<<<<

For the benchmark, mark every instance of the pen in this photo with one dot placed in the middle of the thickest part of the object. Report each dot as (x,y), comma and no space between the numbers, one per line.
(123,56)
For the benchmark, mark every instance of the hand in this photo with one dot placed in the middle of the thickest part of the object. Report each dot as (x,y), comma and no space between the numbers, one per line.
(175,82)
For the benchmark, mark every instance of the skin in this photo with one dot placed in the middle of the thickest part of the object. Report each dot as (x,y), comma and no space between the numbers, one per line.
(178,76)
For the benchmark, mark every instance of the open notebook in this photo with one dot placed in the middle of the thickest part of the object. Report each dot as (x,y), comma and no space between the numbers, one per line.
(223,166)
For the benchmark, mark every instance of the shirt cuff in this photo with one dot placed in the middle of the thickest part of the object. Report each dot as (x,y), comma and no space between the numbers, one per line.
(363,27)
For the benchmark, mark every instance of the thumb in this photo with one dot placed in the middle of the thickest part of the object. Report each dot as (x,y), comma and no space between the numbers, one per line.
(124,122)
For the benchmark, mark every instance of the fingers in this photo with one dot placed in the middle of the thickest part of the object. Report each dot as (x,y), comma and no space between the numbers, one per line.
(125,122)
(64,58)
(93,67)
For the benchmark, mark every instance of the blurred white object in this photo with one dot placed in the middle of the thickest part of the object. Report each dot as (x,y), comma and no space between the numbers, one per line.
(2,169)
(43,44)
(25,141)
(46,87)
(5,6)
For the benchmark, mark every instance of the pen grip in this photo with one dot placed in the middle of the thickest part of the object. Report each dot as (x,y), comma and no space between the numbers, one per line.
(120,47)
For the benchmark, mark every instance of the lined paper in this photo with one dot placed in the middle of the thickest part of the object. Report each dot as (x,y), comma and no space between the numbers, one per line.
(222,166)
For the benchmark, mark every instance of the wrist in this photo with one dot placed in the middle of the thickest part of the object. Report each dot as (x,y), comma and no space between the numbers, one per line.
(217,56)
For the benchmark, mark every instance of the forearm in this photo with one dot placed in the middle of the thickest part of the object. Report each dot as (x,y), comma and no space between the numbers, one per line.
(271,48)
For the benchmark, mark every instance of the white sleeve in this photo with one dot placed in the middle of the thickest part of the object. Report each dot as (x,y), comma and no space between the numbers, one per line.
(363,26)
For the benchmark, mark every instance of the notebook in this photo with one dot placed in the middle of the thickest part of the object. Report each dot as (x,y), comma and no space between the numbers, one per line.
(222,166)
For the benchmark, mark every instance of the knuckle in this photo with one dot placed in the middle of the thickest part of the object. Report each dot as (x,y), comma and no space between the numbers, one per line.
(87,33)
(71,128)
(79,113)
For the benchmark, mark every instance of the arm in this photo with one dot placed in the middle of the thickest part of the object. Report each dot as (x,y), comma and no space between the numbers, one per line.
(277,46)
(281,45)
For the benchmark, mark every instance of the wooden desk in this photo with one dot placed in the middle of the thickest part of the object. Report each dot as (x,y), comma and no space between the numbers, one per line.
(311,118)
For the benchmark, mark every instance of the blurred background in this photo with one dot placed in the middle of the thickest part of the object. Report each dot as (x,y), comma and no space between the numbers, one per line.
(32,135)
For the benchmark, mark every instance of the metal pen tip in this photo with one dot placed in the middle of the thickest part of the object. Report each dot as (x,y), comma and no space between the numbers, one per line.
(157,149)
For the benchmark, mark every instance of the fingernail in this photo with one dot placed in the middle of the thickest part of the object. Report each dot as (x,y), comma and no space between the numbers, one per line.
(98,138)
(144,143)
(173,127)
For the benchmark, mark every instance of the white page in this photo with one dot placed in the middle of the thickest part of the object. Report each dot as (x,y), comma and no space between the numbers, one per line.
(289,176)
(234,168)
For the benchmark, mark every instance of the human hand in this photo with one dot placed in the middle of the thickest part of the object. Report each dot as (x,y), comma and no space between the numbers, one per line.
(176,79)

>>>>

Task brief | Starting at the line that contains "For the benchmark, mark every instance of the arm", retype each line through the end of the listing above and nothing else.

Solution to this task |
For the benchmark, mark every instance of the arm in this photo with one dot placed in the middle of the thickest part of the object. Report each dot as (x,y), comma and no space between the numbers, one per line.
(277,46)
(281,45)
For the benchmark, mark every instance of the wooden desk in this photo with one dot placed in the middle of the thickest part of the object. Report each dot as (x,y), comma and no space between the numbers, one per line.
(311,118)
For the benchmark, mark every instance of the blurred background in this photo with one dot placed in the middle of the thickest part of the object. Report each dot as (x,y), comma and no space between the numbers, one per line.
(32,135)
For the benchmark, mark every instance of the metal pen tip in this photo with one dot placed in the middle of the thickest part of the object. Report each dot as (x,y), comma and no space between the numbers, one per line.
(157,149)
For the benchmark, mark every instance of the fingernail in this photo with one dot placed in the middle of the thickest part of the object. Report each dot as (x,y), comma and no space between the numbers, one per line.
(98,138)
(144,143)
(173,127)
For the benchmark, mark every instance of the white page in this photo with one dot placed in the middle of the thickest part of the object. Report each dot as (x,y), comma and no space between the numbers, one per line.
(289,176)
(234,168)
For the benchmark, mark every instance of the human hand in this photo with one dot placed in the middle of the thickest part of the object. Report each dot as (x,y), comma and no space between the numbers, one per line.
(176,79)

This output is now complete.